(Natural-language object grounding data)
--*--

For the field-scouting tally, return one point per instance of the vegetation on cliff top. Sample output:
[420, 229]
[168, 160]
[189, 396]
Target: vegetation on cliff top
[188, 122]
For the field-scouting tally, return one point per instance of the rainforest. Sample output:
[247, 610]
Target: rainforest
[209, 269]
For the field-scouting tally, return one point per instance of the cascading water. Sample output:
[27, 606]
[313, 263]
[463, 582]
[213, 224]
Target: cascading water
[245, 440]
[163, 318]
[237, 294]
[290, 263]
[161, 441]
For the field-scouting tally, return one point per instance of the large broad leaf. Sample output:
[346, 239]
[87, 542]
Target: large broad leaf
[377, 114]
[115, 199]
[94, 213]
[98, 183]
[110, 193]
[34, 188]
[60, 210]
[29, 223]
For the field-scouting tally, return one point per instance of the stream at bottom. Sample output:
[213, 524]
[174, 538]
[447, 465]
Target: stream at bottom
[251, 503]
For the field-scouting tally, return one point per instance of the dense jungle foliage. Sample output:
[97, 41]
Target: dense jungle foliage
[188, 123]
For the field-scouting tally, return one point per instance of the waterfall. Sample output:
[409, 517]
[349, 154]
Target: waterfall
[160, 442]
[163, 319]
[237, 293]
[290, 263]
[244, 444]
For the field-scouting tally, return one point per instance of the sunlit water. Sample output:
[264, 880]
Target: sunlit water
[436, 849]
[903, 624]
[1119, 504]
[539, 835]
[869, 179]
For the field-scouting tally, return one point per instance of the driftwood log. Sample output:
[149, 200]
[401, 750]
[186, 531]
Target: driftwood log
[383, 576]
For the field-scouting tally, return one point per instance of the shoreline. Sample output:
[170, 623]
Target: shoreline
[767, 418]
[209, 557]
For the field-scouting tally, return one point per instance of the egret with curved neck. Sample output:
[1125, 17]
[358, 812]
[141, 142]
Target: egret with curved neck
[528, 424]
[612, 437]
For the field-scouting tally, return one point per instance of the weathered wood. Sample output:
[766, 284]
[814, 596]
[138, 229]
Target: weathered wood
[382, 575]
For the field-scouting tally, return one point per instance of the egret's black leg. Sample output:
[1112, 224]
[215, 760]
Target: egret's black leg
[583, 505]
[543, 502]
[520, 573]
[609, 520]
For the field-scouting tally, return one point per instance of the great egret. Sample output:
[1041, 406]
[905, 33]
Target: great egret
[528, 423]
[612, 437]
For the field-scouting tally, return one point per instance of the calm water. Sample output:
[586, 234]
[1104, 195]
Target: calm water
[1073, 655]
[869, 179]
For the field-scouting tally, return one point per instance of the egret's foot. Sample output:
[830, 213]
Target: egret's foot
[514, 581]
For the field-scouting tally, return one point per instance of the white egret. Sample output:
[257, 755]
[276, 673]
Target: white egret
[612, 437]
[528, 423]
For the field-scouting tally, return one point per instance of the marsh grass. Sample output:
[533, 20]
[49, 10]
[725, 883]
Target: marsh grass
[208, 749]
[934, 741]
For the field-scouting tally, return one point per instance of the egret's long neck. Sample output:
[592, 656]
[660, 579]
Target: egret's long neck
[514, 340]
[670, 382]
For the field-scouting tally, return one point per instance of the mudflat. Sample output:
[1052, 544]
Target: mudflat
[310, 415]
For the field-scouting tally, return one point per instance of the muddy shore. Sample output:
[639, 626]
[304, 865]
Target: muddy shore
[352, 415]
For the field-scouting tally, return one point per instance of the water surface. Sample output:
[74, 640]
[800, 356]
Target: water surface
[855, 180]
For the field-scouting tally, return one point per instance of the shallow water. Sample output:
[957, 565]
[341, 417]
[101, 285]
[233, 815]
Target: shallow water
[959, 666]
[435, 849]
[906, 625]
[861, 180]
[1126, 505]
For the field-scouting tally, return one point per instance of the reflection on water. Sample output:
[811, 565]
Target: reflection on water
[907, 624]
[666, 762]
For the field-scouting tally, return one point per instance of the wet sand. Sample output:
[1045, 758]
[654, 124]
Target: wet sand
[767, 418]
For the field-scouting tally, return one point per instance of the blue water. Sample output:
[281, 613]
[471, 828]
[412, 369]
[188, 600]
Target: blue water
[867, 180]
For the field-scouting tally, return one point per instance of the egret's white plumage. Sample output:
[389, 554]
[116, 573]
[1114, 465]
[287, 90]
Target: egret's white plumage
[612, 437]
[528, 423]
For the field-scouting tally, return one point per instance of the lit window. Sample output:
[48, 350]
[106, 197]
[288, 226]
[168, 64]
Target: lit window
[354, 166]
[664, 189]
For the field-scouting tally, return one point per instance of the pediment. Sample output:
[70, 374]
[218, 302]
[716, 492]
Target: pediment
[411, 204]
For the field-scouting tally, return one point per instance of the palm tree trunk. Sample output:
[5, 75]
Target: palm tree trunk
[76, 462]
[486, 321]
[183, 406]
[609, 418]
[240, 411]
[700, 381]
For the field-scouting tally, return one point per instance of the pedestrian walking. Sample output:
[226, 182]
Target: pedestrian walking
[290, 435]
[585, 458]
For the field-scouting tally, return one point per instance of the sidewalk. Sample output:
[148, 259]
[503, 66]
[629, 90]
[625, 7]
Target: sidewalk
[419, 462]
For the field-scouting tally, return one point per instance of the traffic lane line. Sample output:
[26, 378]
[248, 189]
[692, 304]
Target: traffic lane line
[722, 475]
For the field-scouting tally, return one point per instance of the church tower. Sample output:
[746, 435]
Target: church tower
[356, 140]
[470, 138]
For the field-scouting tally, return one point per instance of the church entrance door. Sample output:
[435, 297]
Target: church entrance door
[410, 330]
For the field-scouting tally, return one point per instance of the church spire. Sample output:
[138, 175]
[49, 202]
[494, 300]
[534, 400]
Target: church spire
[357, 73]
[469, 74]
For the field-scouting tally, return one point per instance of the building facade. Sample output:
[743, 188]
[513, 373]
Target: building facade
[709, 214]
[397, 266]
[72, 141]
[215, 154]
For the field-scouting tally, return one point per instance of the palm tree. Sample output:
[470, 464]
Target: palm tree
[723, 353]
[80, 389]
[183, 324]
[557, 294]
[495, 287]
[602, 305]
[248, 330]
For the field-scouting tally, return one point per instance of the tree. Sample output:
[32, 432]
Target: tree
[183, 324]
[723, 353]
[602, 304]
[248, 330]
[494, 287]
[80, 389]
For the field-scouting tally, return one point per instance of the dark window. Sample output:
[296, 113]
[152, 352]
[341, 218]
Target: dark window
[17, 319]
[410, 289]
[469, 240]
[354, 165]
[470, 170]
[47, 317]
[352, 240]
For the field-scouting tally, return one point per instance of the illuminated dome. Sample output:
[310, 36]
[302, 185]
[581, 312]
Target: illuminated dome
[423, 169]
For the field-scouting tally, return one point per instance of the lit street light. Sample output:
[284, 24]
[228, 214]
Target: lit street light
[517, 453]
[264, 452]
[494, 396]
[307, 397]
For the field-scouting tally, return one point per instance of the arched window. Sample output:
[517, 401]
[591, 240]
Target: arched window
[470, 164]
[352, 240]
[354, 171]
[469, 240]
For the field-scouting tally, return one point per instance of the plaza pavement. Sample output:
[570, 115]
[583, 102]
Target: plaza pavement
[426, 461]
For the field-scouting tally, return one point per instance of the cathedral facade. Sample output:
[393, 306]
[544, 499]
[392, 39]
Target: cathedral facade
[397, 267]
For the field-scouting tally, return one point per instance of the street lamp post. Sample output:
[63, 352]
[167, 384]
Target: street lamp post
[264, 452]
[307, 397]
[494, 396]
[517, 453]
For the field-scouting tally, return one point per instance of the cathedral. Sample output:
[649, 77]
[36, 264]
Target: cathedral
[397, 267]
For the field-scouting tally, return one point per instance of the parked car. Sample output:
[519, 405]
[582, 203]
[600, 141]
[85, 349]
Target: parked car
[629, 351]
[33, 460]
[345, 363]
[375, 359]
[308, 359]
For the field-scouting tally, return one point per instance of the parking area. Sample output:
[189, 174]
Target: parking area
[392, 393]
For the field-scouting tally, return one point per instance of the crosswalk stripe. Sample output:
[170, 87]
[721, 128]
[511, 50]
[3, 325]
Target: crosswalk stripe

--*--

#### EXERCISE OBJECTIVE:
Above are some records; copy exactly the lines from the one with "of the marsh" through the one with "the egret's long", both included, and no others.

#### ANSWER TO THIS PROBLEM:
For the field-scouting tally, return one point per instance of the marsh grass. Sample output:
[533, 20]
[49, 10]
[725, 883]
Target: marsh grass
[208, 749]
[934, 741]
For the field-scouting tally, return one point per instance of the egret's long neck. Sample output:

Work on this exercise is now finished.